_EXERCISE_: Please recast the records between the lines holding "Target: large white building" and "x=291, y=101", inclusive, as a two-column CSV with the columns input and output. Each record gets one row, with its text under input and its answer under output, each in a single quoted field with line breaks turned into spaces.

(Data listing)

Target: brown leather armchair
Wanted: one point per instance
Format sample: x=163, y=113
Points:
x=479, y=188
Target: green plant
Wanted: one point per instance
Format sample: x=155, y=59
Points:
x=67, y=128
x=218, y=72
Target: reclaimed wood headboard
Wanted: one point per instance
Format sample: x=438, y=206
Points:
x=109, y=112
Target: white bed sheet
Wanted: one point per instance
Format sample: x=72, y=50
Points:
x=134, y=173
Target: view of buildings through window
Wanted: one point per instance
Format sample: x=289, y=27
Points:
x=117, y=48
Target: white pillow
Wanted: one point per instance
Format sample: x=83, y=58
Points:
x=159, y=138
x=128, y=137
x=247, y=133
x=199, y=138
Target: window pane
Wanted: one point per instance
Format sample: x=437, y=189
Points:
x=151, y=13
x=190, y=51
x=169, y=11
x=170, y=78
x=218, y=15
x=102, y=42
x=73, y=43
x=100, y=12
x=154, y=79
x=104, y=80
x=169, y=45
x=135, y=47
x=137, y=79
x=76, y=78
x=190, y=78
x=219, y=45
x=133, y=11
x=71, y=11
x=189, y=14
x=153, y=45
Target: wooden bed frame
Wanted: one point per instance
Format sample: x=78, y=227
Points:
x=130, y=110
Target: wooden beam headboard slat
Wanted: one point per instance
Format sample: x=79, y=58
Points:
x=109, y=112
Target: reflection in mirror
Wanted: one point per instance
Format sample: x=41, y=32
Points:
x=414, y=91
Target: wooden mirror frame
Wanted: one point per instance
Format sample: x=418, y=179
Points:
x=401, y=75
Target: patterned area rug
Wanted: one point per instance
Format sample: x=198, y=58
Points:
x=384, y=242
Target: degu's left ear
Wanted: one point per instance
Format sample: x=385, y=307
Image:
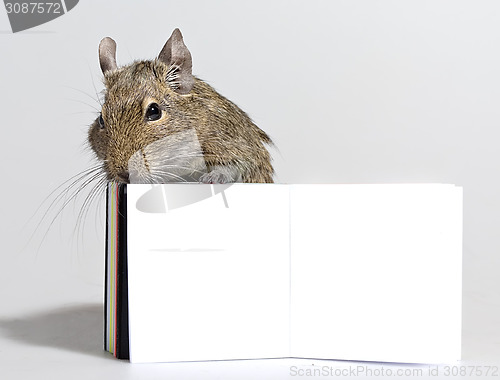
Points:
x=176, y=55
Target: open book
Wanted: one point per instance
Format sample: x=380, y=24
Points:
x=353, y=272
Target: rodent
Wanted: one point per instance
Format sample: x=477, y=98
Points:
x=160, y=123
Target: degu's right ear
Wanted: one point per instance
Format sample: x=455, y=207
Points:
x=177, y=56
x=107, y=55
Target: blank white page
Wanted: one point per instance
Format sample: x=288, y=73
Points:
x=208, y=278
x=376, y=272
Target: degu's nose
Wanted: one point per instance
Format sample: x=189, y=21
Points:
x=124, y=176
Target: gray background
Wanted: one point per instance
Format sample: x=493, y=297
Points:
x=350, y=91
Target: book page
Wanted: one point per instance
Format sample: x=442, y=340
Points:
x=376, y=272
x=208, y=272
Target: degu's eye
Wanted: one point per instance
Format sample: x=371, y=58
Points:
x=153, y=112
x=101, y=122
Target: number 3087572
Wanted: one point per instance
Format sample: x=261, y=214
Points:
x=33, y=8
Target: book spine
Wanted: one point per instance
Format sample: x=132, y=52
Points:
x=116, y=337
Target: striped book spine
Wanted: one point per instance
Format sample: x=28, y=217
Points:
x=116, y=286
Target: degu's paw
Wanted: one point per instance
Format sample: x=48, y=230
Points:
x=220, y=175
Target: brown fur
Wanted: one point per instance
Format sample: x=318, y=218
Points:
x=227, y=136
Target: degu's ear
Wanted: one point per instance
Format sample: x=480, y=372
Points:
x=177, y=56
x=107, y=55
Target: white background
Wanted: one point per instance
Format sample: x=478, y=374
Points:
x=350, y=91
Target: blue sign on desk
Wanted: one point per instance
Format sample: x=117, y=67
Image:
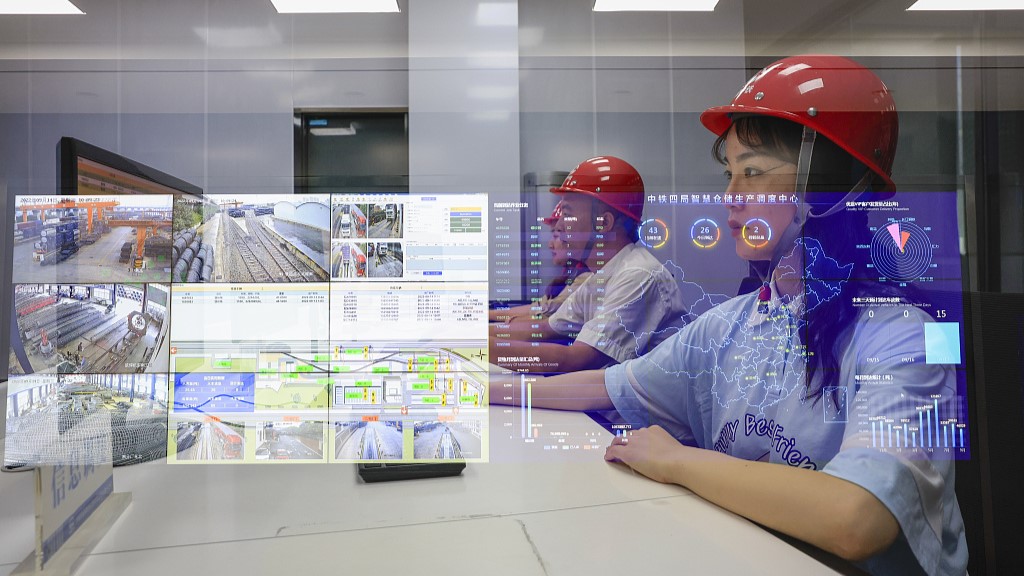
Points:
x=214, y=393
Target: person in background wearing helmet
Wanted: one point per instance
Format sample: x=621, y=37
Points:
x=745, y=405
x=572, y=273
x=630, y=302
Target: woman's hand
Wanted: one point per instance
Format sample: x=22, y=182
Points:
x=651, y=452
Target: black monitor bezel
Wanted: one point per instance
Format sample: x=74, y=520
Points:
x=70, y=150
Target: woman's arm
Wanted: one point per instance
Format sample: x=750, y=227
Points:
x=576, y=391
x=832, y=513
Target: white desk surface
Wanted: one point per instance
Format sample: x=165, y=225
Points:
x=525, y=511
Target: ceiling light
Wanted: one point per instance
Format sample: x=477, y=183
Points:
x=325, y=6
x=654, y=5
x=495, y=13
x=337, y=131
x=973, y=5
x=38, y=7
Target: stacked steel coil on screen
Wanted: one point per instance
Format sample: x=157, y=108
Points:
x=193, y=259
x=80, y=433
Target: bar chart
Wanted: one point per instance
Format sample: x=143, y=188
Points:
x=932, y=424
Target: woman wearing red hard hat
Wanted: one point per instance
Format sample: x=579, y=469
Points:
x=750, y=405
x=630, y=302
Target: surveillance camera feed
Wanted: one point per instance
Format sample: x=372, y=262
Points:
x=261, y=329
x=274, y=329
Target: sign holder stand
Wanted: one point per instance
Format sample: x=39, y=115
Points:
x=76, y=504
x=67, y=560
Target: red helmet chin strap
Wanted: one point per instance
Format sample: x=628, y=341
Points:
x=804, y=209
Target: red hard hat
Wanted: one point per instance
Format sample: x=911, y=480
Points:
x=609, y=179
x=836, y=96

---

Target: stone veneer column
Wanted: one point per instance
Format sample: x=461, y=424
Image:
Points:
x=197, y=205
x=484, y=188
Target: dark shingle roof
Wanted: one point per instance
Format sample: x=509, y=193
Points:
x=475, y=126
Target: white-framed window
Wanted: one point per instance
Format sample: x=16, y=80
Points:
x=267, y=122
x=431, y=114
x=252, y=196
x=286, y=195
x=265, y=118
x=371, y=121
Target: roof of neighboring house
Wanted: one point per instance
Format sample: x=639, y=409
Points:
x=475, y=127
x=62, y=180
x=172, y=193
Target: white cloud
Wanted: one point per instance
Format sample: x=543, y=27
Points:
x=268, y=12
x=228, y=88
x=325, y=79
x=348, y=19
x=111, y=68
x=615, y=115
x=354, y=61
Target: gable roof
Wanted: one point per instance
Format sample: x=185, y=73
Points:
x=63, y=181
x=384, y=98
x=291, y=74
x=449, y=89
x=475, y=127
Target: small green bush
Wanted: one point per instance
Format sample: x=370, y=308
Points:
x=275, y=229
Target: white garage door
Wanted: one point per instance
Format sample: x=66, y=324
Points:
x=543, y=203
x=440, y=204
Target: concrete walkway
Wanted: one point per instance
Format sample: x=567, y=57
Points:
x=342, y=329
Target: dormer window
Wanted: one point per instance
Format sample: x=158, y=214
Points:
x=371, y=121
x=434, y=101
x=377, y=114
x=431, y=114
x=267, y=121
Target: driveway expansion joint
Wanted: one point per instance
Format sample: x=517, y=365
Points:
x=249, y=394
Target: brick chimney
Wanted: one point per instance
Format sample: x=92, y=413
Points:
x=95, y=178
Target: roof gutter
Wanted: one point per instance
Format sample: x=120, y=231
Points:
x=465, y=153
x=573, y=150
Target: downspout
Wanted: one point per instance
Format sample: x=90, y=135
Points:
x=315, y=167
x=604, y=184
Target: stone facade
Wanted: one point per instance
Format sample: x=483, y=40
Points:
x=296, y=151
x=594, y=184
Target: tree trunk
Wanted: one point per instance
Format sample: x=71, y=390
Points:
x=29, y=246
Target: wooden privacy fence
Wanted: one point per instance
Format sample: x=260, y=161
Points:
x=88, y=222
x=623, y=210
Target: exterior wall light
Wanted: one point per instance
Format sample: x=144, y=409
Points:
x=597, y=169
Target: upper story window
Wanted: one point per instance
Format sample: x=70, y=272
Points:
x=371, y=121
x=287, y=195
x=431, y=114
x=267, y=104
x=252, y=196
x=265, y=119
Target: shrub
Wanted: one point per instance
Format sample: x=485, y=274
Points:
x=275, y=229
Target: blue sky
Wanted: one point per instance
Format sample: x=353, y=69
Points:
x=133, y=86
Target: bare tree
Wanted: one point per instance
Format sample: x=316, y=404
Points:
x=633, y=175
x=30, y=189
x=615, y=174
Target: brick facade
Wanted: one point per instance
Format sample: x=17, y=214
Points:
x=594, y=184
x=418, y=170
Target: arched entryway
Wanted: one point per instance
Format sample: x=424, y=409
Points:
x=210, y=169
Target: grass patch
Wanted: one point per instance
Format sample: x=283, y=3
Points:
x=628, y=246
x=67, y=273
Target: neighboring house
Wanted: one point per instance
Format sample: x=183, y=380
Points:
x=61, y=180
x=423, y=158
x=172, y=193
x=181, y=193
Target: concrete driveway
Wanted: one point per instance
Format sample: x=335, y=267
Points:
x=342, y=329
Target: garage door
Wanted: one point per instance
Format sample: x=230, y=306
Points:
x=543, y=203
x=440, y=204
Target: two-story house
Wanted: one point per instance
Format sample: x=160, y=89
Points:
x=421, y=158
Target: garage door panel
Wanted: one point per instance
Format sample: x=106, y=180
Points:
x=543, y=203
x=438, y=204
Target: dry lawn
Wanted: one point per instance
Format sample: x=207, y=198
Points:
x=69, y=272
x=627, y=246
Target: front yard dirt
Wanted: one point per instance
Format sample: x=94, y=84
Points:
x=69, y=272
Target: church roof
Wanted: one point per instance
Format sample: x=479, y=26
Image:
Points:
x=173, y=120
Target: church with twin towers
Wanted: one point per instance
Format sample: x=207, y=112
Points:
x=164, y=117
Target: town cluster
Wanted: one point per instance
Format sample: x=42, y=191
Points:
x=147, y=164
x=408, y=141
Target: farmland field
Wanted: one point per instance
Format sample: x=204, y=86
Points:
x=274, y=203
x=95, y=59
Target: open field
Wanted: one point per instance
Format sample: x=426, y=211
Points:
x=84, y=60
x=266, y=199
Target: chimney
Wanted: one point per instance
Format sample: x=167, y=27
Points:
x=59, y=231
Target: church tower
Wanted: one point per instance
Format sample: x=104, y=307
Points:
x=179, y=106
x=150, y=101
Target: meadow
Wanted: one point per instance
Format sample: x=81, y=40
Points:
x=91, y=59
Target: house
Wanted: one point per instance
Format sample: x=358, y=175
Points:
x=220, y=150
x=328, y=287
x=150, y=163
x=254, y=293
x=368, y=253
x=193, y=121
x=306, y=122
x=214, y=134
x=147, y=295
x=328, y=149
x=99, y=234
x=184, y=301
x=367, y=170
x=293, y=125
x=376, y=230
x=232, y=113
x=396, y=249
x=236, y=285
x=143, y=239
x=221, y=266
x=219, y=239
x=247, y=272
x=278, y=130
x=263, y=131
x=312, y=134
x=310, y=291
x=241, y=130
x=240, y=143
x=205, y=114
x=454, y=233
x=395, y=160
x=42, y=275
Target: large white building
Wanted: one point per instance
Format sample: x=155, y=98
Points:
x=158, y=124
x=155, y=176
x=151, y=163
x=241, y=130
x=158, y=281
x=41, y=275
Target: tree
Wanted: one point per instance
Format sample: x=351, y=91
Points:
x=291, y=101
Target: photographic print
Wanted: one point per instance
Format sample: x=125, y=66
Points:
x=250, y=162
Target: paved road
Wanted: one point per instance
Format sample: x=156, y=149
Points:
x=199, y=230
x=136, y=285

==

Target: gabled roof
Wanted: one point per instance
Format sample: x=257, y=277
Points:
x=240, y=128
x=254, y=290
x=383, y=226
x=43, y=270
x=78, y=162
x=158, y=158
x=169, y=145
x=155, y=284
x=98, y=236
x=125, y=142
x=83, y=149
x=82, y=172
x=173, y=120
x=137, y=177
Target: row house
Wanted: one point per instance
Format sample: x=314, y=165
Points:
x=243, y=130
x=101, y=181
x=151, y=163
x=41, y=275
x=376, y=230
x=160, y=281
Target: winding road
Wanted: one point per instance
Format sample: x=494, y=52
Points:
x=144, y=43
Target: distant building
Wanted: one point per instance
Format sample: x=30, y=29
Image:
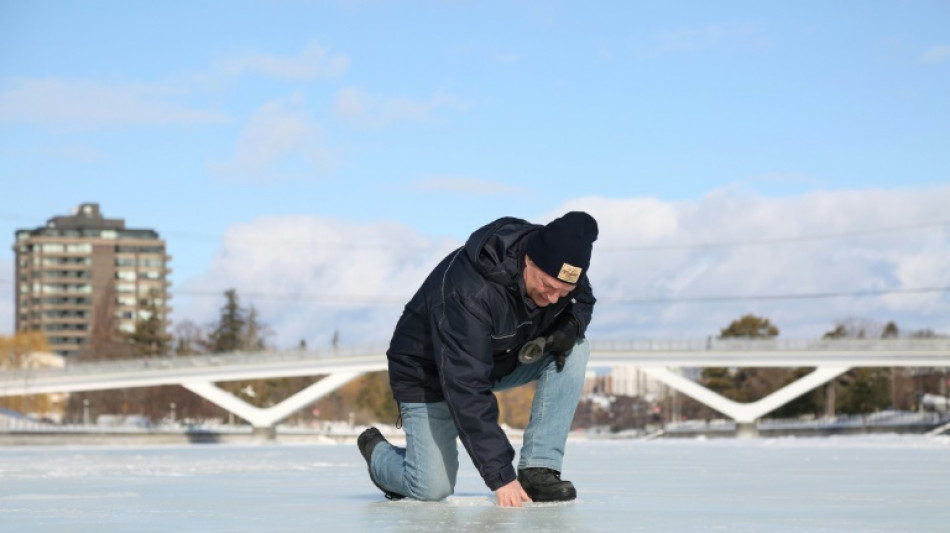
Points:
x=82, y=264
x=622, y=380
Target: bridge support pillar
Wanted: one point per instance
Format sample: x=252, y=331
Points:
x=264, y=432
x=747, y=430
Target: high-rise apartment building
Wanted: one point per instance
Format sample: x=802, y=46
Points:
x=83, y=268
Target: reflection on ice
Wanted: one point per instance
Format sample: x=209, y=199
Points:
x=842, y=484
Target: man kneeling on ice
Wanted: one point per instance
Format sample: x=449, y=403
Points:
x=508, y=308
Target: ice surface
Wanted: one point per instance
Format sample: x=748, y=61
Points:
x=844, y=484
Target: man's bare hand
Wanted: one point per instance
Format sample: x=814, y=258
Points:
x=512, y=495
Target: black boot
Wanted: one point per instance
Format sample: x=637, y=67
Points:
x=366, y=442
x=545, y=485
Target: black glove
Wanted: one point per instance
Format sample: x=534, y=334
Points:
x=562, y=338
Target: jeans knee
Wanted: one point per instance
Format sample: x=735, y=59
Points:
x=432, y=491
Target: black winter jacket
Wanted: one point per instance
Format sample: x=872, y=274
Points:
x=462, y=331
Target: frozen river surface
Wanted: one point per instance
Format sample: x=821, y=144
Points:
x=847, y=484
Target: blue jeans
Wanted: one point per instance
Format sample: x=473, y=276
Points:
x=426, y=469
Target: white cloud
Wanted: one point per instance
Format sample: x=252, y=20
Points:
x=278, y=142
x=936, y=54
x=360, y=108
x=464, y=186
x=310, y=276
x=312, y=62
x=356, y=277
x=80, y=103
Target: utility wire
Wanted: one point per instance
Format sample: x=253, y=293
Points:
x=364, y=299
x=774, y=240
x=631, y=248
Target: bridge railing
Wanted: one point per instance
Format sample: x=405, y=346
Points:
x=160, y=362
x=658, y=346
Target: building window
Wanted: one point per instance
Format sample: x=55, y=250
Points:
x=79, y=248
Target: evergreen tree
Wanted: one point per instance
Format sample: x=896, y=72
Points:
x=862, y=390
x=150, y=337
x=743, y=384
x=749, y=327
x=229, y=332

_FINAL ANSWER_:
input,output
"Target: large white building Wanted: one point per instance Format sample: x=155, y=98 Points:","x=158, y=124 x=155, y=176 x=151, y=163 x=241, y=130 x=158, y=281 x=41, y=275"
"Target: tree Wanted: one point per instance Format sample: x=351, y=91 Points:","x=291, y=101"